* **What to produce**: Arrange every line of the entries below as a JSON list of strings, one string per line, skipping blank lines. Leave the pictures out of your answer.

Entries from a data source
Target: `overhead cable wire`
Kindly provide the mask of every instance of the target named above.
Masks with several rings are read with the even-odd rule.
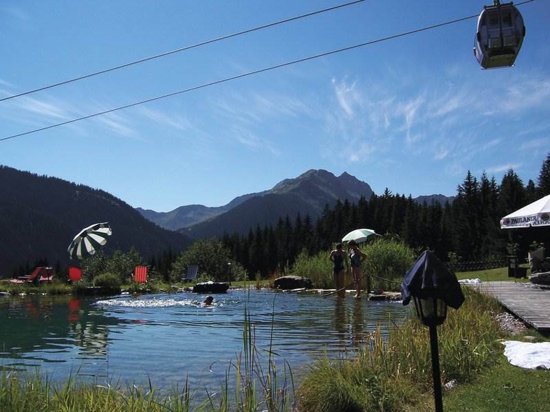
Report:
[[[17,94],[9,95],[7,97],[0,98],[0,102],[3,102],[4,100],[9,100],[10,99],[13,99],[15,98],[19,98],[21,96],[24,96],[25,95],[31,94],[33,93],[36,93],[37,91],[41,91],[43,90],[47,90],[48,89],[52,89],[53,87],[57,87],[58,86],[61,86],[63,84],[67,84],[67,83],[72,83],[73,82],[76,82],[78,80],[81,80],[82,79],[86,79],[88,78],[94,77],[95,76],[98,76],[100,74],[103,74],[105,73],[108,73],[109,71],[113,71],[114,70],[118,70],[119,69],[123,69],[124,67],[128,67],[129,66],[133,66],[133,65],[138,65],[139,63],[142,63],[144,62],[147,62],[149,60],[154,60],[155,58],[159,58],[160,57],[164,57],[165,56],[168,56],[170,54],[174,54],[175,53],[180,53],[181,52],[185,52],[186,50],[190,50],[190,49],[195,49],[196,47],[200,47],[201,46],[204,46],[206,45],[208,45],[210,43],[216,43],[217,41],[221,41],[222,40],[226,40],[228,38],[231,38],[232,37],[236,37],[237,36],[241,36],[243,34],[246,34],[247,33],[252,33],[252,32],[256,32],[257,30],[261,30],[263,29],[267,29],[267,27],[271,27],[273,26],[278,25],[280,24],[283,24],[285,23],[288,23],[289,21],[294,21],[295,20],[299,20],[300,19],[305,19],[306,17],[311,17],[311,16],[314,16],[316,14],[320,14],[321,13],[324,13],[326,12],[330,12],[332,10],[335,10],[336,9],[342,8],[344,7],[347,7],[349,5],[353,5],[354,4],[357,4],[358,3],[362,3],[365,0],[354,0],[353,1],[349,1],[348,3],[344,3],[342,4],[339,4],[337,5],[333,5],[332,7],[329,7],[327,8],[324,8],[320,10],[317,10],[315,12],[311,12],[309,13],[305,13],[305,14],[300,14],[299,16],[295,16],[294,17],[289,17],[288,19],[285,19],[283,20],[279,20],[278,21],[275,21],[273,23],[269,23],[267,24],[264,24],[262,25],[259,25],[255,27],[252,27],[251,29],[246,29],[245,30],[242,30],[241,32],[237,32],[236,33],[232,33],[232,34],[226,34],[225,36],[221,36],[221,37],[217,37],[215,38],[212,38],[210,40],[206,40],[205,41],[202,41],[201,43],[198,43],[194,45],[191,45],[189,46],[184,46],[182,47],[179,47],[179,49],[175,49],[174,50],[170,50],[170,52],[164,52],[160,54],[156,54],[155,56],[151,56],[149,57],[145,57],[141,58],[140,60],[134,60],[133,62],[129,62],[128,63],[124,63],[119,66],[115,66],[114,67],[111,67],[109,69],[104,69],[102,70],[100,70],[99,71],[96,71],[94,73],[90,73],[89,74],[85,74],[83,76],[74,78],[72,79],[69,79],[67,80],[63,80],[62,82],[59,82],[58,83],[54,83],[52,84],[49,84],[47,86],[43,86],[42,87],[38,87],[38,89],[34,89],[32,90],[29,90],[27,91],[23,91]]]
[[[527,0],[526,1],[523,1],[522,3],[516,3],[516,5],[525,4],[526,3],[531,3],[531,2],[534,1],[535,0]],[[357,45],[353,45],[352,46],[347,46],[346,47],[342,47],[341,49],[337,49],[336,50],[331,50],[330,52],[325,52],[324,53],[320,53],[319,54],[316,54],[316,55],[314,55],[314,56],[309,56],[308,57],[304,57],[304,58],[299,58],[299,59],[297,59],[297,60],[286,62],[284,62],[284,63],[280,63],[278,65],[275,65],[274,66],[270,66],[269,67],[264,67],[263,69],[258,69],[257,70],[254,70],[252,71],[248,71],[247,73],[238,74],[236,76],[231,76],[231,77],[225,78],[223,78],[223,79],[220,79],[220,80],[214,80],[214,81],[210,82],[208,82],[208,83],[204,83],[202,84],[199,84],[197,86],[193,86],[192,87],[189,87],[188,89],[184,89],[183,90],[179,90],[177,91],[174,91],[174,92],[164,94],[164,95],[160,95],[160,96],[156,96],[155,98],[151,98],[150,99],[146,99],[145,100],[141,100],[140,102],[135,102],[133,103],[130,103],[129,104],[125,104],[124,106],[120,106],[118,107],[116,107],[116,108],[110,108],[109,110],[105,110],[105,111],[98,112],[98,113],[92,113],[91,115],[87,115],[86,116],[82,116],[81,117],[77,117],[76,119],[72,119],[71,120],[67,120],[66,122],[62,122],[60,123],[56,123],[55,124],[52,124],[50,126],[45,126],[45,127],[36,128],[36,129],[34,129],[34,130],[29,130],[29,131],[27,131],[27,132],[23,132],[22,133],[18,133],[16,135],[12,135],[11,136],[8,136],[6,137],[2,137],[2,138],[0,138],[0,141],[5,141],[5,140],[9,140],[10,139],[14,139],[15,137],[20,137],[21,136],[25,136],[25,135],[30,135],[31,133],[35,133],[36,132],[41,132],[41,131],[45,130],[47,130],[47,129],[53,128],[54,127],[58,127],[60,126],[63,126],[65,124],[69,124],[70,123],[74,123],[75,122],[79,122],[80,120],[85,120],[86,119],[89,119],[91,117],[95,117],[96,116],[100,116],[102,115],[105,115],[107,113],[110,113],[111,112],[118,111],[119,110],[122,110],[124,108],[128,108],[129,107],[133,107],[135,106],[138,106],[140,104],[144,104],[144,103],[149,103],[151,102],[154,102],[155,100],[160,100],[161,99],[170,98],[171,96],[174,96],[174,95],[176,95],[182,94],[182,93],[188,93],[188,92],[190,92],[190,91],[192,91],[194,90],[198,90],[199,89],[204,89],[205,87],[208,87],[210,86],[214,86],[215,84],[219,84],[220,83],[225,83],[226,82],[229,82],[230,80],[234,80],[236,79],[240,79],[240,78],[248,77],[248,76],[253,76],[254,74],[258,74],[258,73],[263,73],[263,72],[265,72],[265,71],[270,71],[271,70],[274,70],[276,69],[280,69],[281,67],[290,66],[291,65],[295,65],[296,63],[300,63],[300,62],[306,62],[306,61],[314,60],[314,59],[316,59],[316,58],[319,58],[320,57],[324,57],[325,56],[330,56],[331,54],[336,54],[336,53],[340,53],[342,52],[346,52],[346,51],[348,51],[348,50],[352,50],[353,49],[357,49],[357,48],[359,48],[359,47],[363,47],[364,46],[368,46],[368,45],[373,45],[373,44],[375,44],[375,43],[381,43],[381,42],[386,41],[388,41],[388,40],[393,40],[394,38],[399,38],[399,37],[404,37],[405,36],[408,36],[409,34],[414,34],[415,33],[420,33],[421,32],[426,32],[427,30],[431,30],[432,29],[436,29],[436,28],[441,27],[443,27],[443,26],[449,25],[451,25],[451,24],[454,24],[456,23],[459,23],[461,21],[464,21],[465,20],[469,20],[470,19],[474,19],[475,17],[477,17],[478,16],[478,14],[472,14],[471,16],[467,16],[465,17],[461,17],[459,19],[455,19],[454,20],[450,20],[448,21],[446,21],[446,22],[443,22],[443,23],[439,23],[438,24],[434,24],[434,25],[429,25],[429,26],[426,26],[426,27],[421,27],[419,29],[415,29],[414,30],[410,30],[408,32],[404,32],[399,33],[398,34],[393,34],[392,36],[388,36],[386,37],[382,37],[382,38],[377,38],[376,40],[371,40],[370,41],[366,41],[366,42],[359,43],[359,44],[357,44]]]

* **Expected answer**:
[
  "Target: `overhead cable wire`",
  "Kindly provide the mask of every instance of the target named above.",
  "Masks with several rings are read with the even-odd rule.",
  "Report:",
  "[[[17,94],[9,95],[7,97],[0,98],[0,102],[3,102],[4,100],[9,100],[10,99],[13,99],[15,98],[19,98],[21,96],[24,96],[25,95],[31,94],[33,93],[36,93],[37,91],[41,91],[43,90],[47,90],[48,89],[52,89],[53,87],[57,87],[58,86],[61,86],[63,84],[67,84],[67,83],[72,83],[73,82],[76,82],[78,80],[81,80],[82,79],[86,79],[88,78],[94,77],[95,76],[98,76],[100,74],[103,74],[105,73],[108,73],[109,71],[113,71],[114,70],[118,70],[119,69],[123,69],[124,67],[128,67],[129,66],[133,66],[133,65],[138,65],[139,63],[142,63],[144,62],[147,62],[149,60],[154,60],[155,58],[159,58],[160,57],[164,57],[165,56],[168,56],[170,54],[174,54],[175,53],[180,53],[181,52],[185,52],[186,50],[190,50],[190,49],[195,49],[196,47],[200,47],[201,46],[204,46],[206,45],[208,45],[210,43],[216,43],[217,41],[221,41],[222,40],[226,40],[228,38],[231,38],[232,37],[236,37],[237,36],[241,36],[243,34],[246,34],[247,33],[252,33],[252,32],[256,32],[257,30],[261,30],[263,29],[267,29],[267,27],[271,27],[273,26],[278,25],[280,24],[283,24],[285,23],[288,23],[289,21],[294,21],[295,20],[299,20],[300,19],[305,19],[306,17],[311,17],[311,16],[314,16],[316,14],[320,14],[321,13],[324,13],[326,12],[330,12],[332,10],[335,10],[336,9],[342,8],[344,7],[347,7],[349,5],[353,5],[354,4],[357,4],[358,3],[362,3],[365,0],[354,0],[353,1],[349,1],[348,3],[344,3],[342,4],[339,4],[337,5],[333,5],[332,7],[329,7],[327,8],[324,8],[320,10],[317,10],[315,12],[311,12],[309,13],[305,13],[305,14],[300,14],[299,16],[295,16],[294,17],[289,17],[288,19],[285,19],[283,20],[279,20],[278,21],[275,21],[273,23],[269,23],[267,24],[264,24],[262,25],[259,25],[255,27],[252,27],[251,29],[246,29],[245,30],[242,30],[241,32],[237,32],[236,33],[232,33],[232,34],[226,34],[225,36],[221,36],[221,37],[217,37],[215,38],[212,38],[210,40],[206,40],[205,41],[202,41],[201,43],[198,43],[194,45],[191,45],[189,46],[184,46],[182,47],[179,47],[179,49],[175,49],[174,50],[170,50],[170,52],[164,52],[160,54],[156,54],[155,56],[151,56],[149,57],[145,57],[141,58],[140,60],[134,60],[133,62],[129,62],[128,63],[124,63],[119,66],[115,66],[114,67],[111,67],[109,69],[104,69],[102,70],[100,70],[99,71],[96,71],[94,73],[90,73],[89,74],[85,74],[83,76],[74,78],[72,79],[69,79],[67,80],[63,80],[62,82],[59,82],[58,83],[54,83],[52,84],[49,84],[47,86],[43,86],[42,87],[38,87],[38,89],[34,89],[32,90],[29,90],[27,91],[23,91]]]",
  "[[[527,0],[526,1],[523,1],[522,3],[516,3],[516,5],[525,4],[526,3],[531,3],[531,2],[534,1],[535,0]],[[357,45],[353,45],[352,46],[347,46],[346,47],[342,47],[341,49],[337,49],[336,50],[331,50],[330,52],[325,52],[324,53],[320,53],[319,54],[316,54],[316,55],[314,55],[314,56],[309,56],[308,57],[304,57],[304,58],[299,58],[299,59],[297,59],[297,60],[286,62],[284,62],[284,63],[280,63],[278,65],[275,65],[274,66],[270,66],[269,67],[264,67],[263,69],[258,69],[257,70],[254,70],[252,71],[248,71],[247,73],[238,74],[236,76],[231,76],[231,77],[225,78],[223,78],[223,79],[220,79],[220,80],[214,80],[214,81],[210,82],[208,82],[208,83],[204,83],[202,84],[199,84],[197,86],[193,86],[192,87],[189,87],[188,89],[184,89],[183,90],[179,90],[177,91],[174,91],[174,92],[164,94],[164,95],[160,95],[160,96],[156,96],[155,98],[151,98],[150,99],[146,99],[145,100],[141,100],[140,102],[135,102],[133,103],[130,103],[129,104],[125,104],[124,106],[120,106],[118,107],[116,107],[116,108],[110,108],[109,110],[105,110],[105,111],[98,112],[98,113],[92,113],[91,115],[87,115],[86,116],[82,116],[81,117],[77,117],[76,119],[72,119],[71,120],[67,120],[66,122],[62,122],[60,123],[56,123],[55,124],[52,124],[50,126],[45,126],[45,127],[36,128],[36,129],[34,129],[34,130],[29,130],[29,131],[27,131],[27,132],[23,132],[22,133],[18,133],[16,135],[12,135],[11,136],[8,136],[6,137],[2,137],[2,138],[0,138],[0,141],[5,141],[5,140],[9,140],[10,139],[14,139],[15,137],[20,137],[21,136],[25,136],[25,135],[30,135],[31,133],[35,133],[36,132],[41,132],[41,131],[45,130],[47,130],[47,129],[53,128],[54,127],[58,127],[60,126],[63,126],[65,124],[69,124],[70,123],[74,123],[75,122],[79,122],[80,120],[85,120],[86,119],[89,119],[91,117],[95,117],[96,116],[100,116],[102,115],[105,115],[107,113],[110,113],[111,112],[118,111],[119,110],[122,110],[124,108],[128,108],[129,107],[133,107],[135,106],[138,106],[140,104],[144,104],[144,103],[149,103],[151,102],[154,102],[155,100],[160,100],[161,99],[170,98],[171,96],[174,96],[174,95],[176,95],[182,94],[182,93],[188,93],[188,92],[190,92],[190,91],[192,91],[194,90],[198,90],[199,89],[204,89],[205,87],[208,87],[210,86],[214,86],[215,84],[219,84],[220,83],[225,83],[226,82],[229,82],[230,80],[234,80],[236,79],[240,79],[240,78],[248,77],[248,76],[253,76],[254,74],[258,74],[258,73],[263,73],[263,72],[265,72],[265,71],[270,71],[271,70],[274,70],[276,69],[280,69],[281,67],[290,66],[291,65],[295,65],[296,63],[300,63],[300,62],[306,62],[306,61],[314,60],[314,59],[316,59],[316,58],[319,58],[320,57],[324,57],[325,56],[330,56],[331,54],[336,54],[336,53],[340,53],[342,52],[346,52],[346,51],[348,51],[348,50],[352,50],[353,49],[357,49],[357,48],[359,48],[359,47],[363,47],[364,46],[368,46],[368,45],[373,45],[373,44],[375,44],[375,43],[381,43],[381,42],[386,41],[388,41],[388,40],[393,40],[394,38],[399,38],[399,37],[404,37],[405,36],[408,36],[409,34],[414,34],[415,33],[420,33],[421,32],[426,32],[427,30],[431,30],[432,29],[436,29],[436,28],[441,27],[443,27],[443,26],[449,25],[451,25],[451,24],[454,24],[456,23],[459,23],[461,21],[464,21],[465,20],[469,20],[470,19],[474,19],[475,17],[477,17],[478,16],[478,14],[472,14],[471,16],[467,16],[465,17],[461,17],[459,19],[455,19],[454,20],[450,20],[448,21],[446,21],[446,22],[443,22],[443,23],[439,23],[438,24],[434,24],[434,25],[429,25],[429,26],[426,26],[426,27],[421,27],[419,29],[415,29],[414,30],[410,30],[408,32],[404,32],[399,33],[398,34],[393,34],[392,36],[388,36],[386,37],[382,37],[382,38],[377,38],[376,40],[371,40],[370,41],[366,41],[366,42],[359,43],[359,44],[357,44]]]"
]